Task instructions. Given the listing below, reproduce all of it exactly.

Dataset records.
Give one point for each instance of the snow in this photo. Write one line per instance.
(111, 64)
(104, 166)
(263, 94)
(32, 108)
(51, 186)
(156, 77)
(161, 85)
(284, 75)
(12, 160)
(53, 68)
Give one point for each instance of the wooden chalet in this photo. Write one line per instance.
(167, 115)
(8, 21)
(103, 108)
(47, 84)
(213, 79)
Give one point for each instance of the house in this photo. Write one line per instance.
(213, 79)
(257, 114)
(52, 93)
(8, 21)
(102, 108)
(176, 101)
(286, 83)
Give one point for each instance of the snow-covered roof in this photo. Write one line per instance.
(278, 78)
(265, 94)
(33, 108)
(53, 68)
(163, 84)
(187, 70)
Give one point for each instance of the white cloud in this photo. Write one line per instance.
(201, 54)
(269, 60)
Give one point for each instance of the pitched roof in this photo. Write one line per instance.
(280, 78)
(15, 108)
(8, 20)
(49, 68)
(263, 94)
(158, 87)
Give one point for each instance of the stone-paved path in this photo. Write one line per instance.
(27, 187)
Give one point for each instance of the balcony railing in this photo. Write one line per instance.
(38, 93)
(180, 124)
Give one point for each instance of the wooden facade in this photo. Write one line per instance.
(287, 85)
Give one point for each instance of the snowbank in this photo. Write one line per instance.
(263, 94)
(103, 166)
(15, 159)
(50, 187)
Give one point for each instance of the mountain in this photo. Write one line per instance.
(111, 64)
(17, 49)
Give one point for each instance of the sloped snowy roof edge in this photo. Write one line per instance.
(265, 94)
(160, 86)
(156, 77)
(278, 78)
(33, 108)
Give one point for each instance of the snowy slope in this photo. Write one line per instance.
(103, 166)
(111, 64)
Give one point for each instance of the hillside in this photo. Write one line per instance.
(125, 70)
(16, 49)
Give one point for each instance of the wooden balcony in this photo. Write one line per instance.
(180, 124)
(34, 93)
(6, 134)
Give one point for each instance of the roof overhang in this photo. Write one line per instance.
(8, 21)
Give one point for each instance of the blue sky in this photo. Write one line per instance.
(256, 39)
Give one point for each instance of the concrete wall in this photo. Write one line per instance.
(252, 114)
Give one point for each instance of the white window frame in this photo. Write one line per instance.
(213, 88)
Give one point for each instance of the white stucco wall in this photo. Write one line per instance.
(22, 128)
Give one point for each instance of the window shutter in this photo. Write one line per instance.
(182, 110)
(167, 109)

The completed task.
Give one point for each instance of the snow in this photo. Write one line per instance.
(111, 64)
(104, 166)
(263, 94)
(32, 108)
(51, 186)
(156, 77)
(161, 85)
(284, 75)
(12, 160)
(53, 68)
Give one point for each instance of the wooden chalet in this photo. Write one line per instance.
(167, 115)
(8, 21)
(103, 108)
(47, 84)
(213, 79)
Give one point for each instance of the house in this photo. Write one line per instance.
(213, 79)
(257, 114)
(52, 93)
(8, 21)
(102, 108)
(176, 101)
(286, 83)
Give one point for each instance of the snow-covered roof in this photo. Write one line per instance.
(278, 78)
(265, 94)
(33, 108)
(53, 68)
(163, 84)
(187, 70)
Give one point for each instance of the white cloud in this photo. Write one line per instance.
(201, 54)
(269, 60)
Give one point for each instance of the pitched roof in this photo. Write one line per instance.
(280, 78)
(15, 108)
(8, 20)
(49, 68)
(263, 94)
(158, 87)
Give one point for each instance of the stone-paved path in this photo. Write one line per instance.
(27, 187)
Give one point for each instance of the balcony railing in this photo. Write one line per instance.
(38, 93)
(180, 124)
Give one point for each instance of the wooden facade in this photo. Write one line per instance.
(287, 85)
Give one point for each instance of the snowbank in this photo. Write one line per instance.
(263, 94)
(103, 166)
(15, 159)
(50, 187)
Give one point for each instance of the mountain in this photo. Write one line per instance.
(111, 64)
(17, 49)
Give one point for each instance of the sloped snowy roof edge in this photo. Write one line per instance.
(265, 94)
(160, 86)
(156, 77)
(278, 78)
(33, 108)
Give one point for each instance of the snowy slope in this photo. Write one line per instance.
(103, 166)
(111, 64)
Give one point for each instance of the hillside in this photo. Write one line per instance.
(125, 70)
(16, 49)
Give one point for each instance of the wooden balcony in this photo. Write one line per instance.
(180, 124)
(34, 93)
(6, 134)
Give one point for each instance of the roof overhang in this photo. Write one line per instance.
(8, 21)
Give one point for each instance of the blue sky in this photo. Write one line per instance.
(256, 39)
Give one point for each instance of the concrete wall in this photo. Write one line per instance.
(252, 114)
Give one point for each instance of the white window frame in this photo. Write one line per instance.
(213, 88)
Give one point for each instance of the white stucco wall in this photo. Write one line per instance.
(22, 128)
Give one point for each instance of the window shutter in this photo. Write one line per instance.
(182, 110)
(167, 109)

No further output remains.